## WORK INSTRUCTION
Please restate each entry below, word for word.

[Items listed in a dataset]
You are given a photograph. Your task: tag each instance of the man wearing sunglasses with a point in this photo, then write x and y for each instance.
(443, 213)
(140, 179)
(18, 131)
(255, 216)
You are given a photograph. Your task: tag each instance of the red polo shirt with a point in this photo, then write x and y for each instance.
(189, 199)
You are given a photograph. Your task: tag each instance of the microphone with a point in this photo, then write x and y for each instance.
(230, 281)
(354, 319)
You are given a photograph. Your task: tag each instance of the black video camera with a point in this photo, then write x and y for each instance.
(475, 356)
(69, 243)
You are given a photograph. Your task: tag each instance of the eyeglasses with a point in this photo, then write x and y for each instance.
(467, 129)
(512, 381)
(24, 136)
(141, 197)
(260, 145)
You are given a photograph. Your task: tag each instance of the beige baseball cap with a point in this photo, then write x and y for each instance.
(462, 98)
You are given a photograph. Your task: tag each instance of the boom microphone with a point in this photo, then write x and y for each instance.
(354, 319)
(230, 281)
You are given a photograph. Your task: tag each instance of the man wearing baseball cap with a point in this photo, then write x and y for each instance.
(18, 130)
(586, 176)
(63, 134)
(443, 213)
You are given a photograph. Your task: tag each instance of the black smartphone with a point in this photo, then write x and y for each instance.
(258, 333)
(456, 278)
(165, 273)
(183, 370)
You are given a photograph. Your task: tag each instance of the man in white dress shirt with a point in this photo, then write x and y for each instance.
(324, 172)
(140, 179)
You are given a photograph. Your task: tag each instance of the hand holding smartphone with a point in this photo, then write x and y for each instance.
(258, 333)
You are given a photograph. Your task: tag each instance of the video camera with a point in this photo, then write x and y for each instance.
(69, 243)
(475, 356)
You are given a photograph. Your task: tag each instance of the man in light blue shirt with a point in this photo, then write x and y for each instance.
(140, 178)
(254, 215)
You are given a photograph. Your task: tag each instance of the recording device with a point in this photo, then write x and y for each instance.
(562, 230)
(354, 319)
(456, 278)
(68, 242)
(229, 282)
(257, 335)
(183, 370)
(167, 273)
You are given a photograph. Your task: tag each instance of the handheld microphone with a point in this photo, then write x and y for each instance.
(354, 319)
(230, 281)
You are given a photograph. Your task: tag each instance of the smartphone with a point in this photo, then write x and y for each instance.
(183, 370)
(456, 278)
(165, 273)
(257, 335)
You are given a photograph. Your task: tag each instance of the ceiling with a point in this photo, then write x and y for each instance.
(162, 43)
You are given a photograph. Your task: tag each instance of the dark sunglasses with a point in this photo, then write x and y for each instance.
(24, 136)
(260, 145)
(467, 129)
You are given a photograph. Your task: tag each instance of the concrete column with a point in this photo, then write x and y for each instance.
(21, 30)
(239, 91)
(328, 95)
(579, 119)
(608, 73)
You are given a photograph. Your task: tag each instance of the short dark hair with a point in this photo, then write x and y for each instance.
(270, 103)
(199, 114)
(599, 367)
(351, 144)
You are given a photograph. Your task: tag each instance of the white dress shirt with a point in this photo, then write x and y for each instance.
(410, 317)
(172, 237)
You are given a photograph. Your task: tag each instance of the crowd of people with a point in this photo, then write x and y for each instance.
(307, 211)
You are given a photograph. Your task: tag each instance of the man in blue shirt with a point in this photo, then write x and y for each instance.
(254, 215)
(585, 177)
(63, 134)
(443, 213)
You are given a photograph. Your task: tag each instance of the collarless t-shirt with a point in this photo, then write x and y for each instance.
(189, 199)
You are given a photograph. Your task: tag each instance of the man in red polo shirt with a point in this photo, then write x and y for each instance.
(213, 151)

## RESULT OF THIS TASK
You are given a photograph. Your task: tag each instance of the man wearing sunglasses with a point in this photo, then write x and y for each instance.
(443, 213)
(140, 179)
(18, 131)
(255, 216)
You are given a photograph. Your task: tag each instance of the red polo shirt with a point in this photo, then write x and y for each instance.
(189, 199)
You are given a photograph. Your task: tag each instance of the microphone with a point in this photo, then write x and y for each instance.
(230, 281)
(354, 319)
You are given a photograph. Your task: tag each instance of the black video camera with a point in this photo, then write x and y for each instance.
(475, 356)
(69, 243)
You are given a photograph. Your task: tag each instance of the eyeglasses with a point in this photo, then write x and y for each instance.
(467, 129)
(512, 381)
(24, 136)
(141, 197)
(260, 145)
You are given a photograph. Your task: tag each instance of the beige baseball cap with a point in this photo, then write x and y for each instance.
(462, 98)
You are given a photograph. Your task: tag each instance of the boom microphone with a point in this photo, then write x and y for each instance.
(354, 319)
(230, 281)
You are given a photograph. Your task: tag each instance of the man wearing baseball cap with a point in this photo, then write x and y for each instance.
(18, 130)
(586, 176)
(63, 134)
(443, 213)
You are given a photograph. Your task: tag each instance of the black smartphone with a point in this photo, then write x and y for each instance.
(258, 333)
(456, 278)
(165, 273)
(183, 370)
You are given a photograph. Your task: tag each instance of the man in white dress shirt with a point in this photo, then write x and y for each instance.
(324, 172)
(140, 179)
You are given a photograph. Your task: tag each instance of the hand holding smartphone with a point in this photo, then write x and y for each instance.
(258, 333)
You are given a photograph. Your task: tag each instance of the video camera with a point in this photo, then write x and y for each instance.
(69, 243)
(475, 356)
You are given a photograph. Your task: tag each instance of the man in light blue shirt with a point in this photo, then write x and y for each instance.
(140, 178)
(254, 215)
You are given a photograph. Your task: tag each instance of the recording device with a point in this photo, then write x and y for each instance.
(562, 230)
(354, 319)
(456, 278)
(68, 242)
(229, 282)
(257, 335)
(183, 370)
(167, 273)
You are given a photograph. Your task: tag each instance of the handheld microphone with a point in this photo, then write x and y for each instance.
(354, 319)
(230, 281)
You are given a photograph. Your task: tag each instance of the smartphone with a point in this photo, then write x and y for each instance.
(183, 370)
(456, 278)
(165, 273)
(257, 335)
You are given a photograph. Your task: tag each instance of the ceiling with a point in this photo, then write x and y for each instance.
(162, 43)
You are given a photograph. Your task: tag each instance of the dark sunglasses with a point in this photo, then write x and y for each instance.
(24, 136)
(260, 145)
(467, 129)
You are given a photograph. Your task: tag each instance of the concrete column with a point in this photo, then write x and y for each instance.
(21, 30)
(239, 91)
(328, 95)
(579, 119)
(608, 73)
You are given a photograph. Your task: tag each instance of the short dark hair with a point in this photo, then write x and y for each instance.
(270, 103)
(199, 114)
(599, 367)
(351, 144)
You are given a photograph. Your task: tag each instance of the white dress shirt with a point in this photo, then write x and y for each instance.
(410, 317)
(172, 237)
You are given a photograph. Your task: tag each instance of the crowd of people with a point in this photo, then write x and y for each instance.
(307, 211)
You are given a photograph. Your task: tag each instance of the man in blue shirt with a point in this photo, then write x and y for each instance.
(254, 215)
(585, 177)
(63, 134)
(443, 213)
You are given a photograph. Your task: tag each instance of the collarless t-shirt with a point in this photo, then write x and y for each instance.
(189, 199)
You are given a photograph. Your task: tag each instance of the man in red polo shirt with a point in this photo, then write x and y for each instance.
(213, 151)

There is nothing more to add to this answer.